## Records contained in a dataset
——

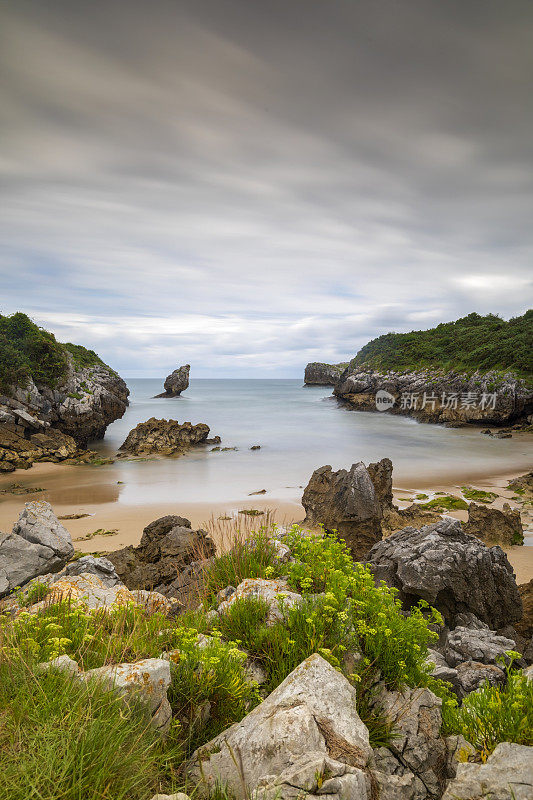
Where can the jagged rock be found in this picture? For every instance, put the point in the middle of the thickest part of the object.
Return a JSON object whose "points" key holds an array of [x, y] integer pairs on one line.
{"points": [[483, 645], [494, 526], [524, 626], [276, 593], [319, 374], [345, 501], [506, 775], [471, 675], [176, 382], [101, 567], [163, 437], [311, 712], [453, 571], [167, 546], [39, 544], [146, 680], [415, 715], [513, 397]]}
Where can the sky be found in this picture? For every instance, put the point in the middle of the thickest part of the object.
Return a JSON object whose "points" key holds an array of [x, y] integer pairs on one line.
{"points": [[249, 185]]}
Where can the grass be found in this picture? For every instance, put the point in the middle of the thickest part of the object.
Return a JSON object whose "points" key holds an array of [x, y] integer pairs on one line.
{"points": [[61, 739]]}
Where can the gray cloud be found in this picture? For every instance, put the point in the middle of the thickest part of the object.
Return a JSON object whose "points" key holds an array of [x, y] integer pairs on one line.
{"points": [[249, 186]]}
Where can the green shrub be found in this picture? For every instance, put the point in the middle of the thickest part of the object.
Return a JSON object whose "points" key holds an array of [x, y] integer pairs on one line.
{"points": [[494, 714], [61, 739]]}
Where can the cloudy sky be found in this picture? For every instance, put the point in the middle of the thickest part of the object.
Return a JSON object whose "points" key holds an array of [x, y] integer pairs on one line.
{"points": [[248, 185]]}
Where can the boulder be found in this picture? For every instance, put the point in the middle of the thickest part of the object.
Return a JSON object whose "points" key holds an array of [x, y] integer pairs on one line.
{"points": [[39, 544], [276, 593], [310, 715], [347, 502], [451, 570], [176, 382], [319, 374], [494, 526], [163, 437], [415, 715], [506, 775], [483, 645], [146, 680], [167, 546]]}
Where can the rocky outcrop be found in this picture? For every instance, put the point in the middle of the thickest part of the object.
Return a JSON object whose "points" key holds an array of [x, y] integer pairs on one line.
{"points": [[451, 570], [307, 732], [163, 437], [494, 526], [176, 382], [39, 544], [319, 374], [168, 545], [436, 396], [506, 775], [347, 502]]}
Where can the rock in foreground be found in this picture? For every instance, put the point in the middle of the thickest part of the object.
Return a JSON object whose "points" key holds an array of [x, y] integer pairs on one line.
{"points": [[163, 437], [176, 382], [451, 570], [278, 749]]}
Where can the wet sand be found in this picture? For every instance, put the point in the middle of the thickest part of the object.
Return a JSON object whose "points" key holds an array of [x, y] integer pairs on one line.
{"points": [[89, 490]]}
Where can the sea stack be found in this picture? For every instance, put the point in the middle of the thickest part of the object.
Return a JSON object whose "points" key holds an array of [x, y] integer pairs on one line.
{"points": [[176, 382]]}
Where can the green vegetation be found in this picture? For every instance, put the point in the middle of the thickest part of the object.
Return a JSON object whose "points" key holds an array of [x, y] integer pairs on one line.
{"points": [[495, 714], [446, 503], [478, 495], [28, 351], [470, 343]]}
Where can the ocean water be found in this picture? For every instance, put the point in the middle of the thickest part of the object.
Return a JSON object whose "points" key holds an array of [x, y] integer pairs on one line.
{"points": [[299, 429]]}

——

## Task details
List every line above that holds the word "green".

## Answer for the task
Where can the green shrub be found in this picture? For every instance, put the point in the middle of the thickest part of the object.
Where can the green vegetation be found in this picture? For every instance, put the point in the middle of the thickest part of the object.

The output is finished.